[WHAT TO PRODUCE] Give back every line of the records below without any change, leaving out the pictures.

Begin THE RECORDS

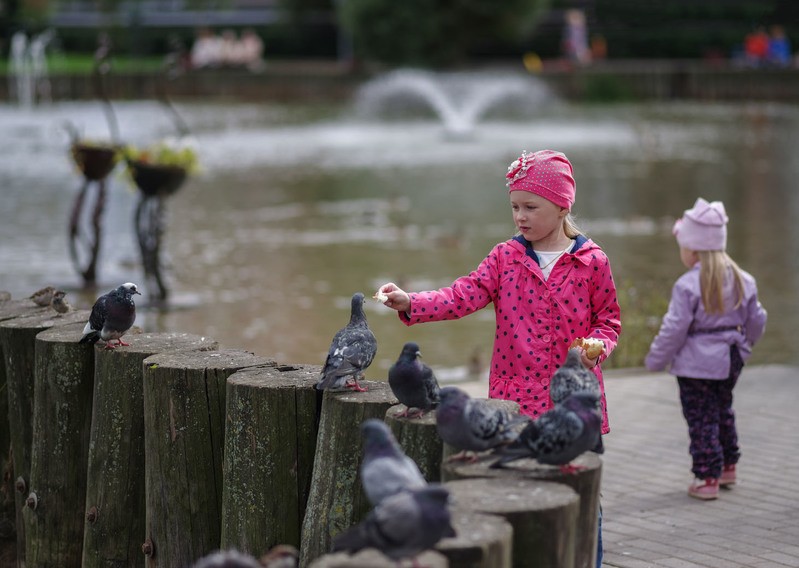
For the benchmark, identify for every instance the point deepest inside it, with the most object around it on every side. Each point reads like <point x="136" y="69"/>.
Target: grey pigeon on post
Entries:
<point x="385" y="469"/>
<point x="559" y="435"/>
<point x="471" y="425"/>
<point x="403" y="525"/>
<point x="112" y="316"/>
<point x="413" y="382"/>
<point x="352" y="350"/>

End THE RECORDS

[SOLUTION]
For the benchmark, identify for every instance the point deepest inside it, with the most object around it on every side. Each point reads like <point x="136" y="69"/>.
Target: grey pigeon on post
Entries:
<point x="385" y="469"/>
<point x="559" y="435"/>
<point x="471" y="425"/>
<point x="403" y="525"/>
<point x="112" y="316"/>
<point x="413" y="382"/>
<point x="352" y="350"/>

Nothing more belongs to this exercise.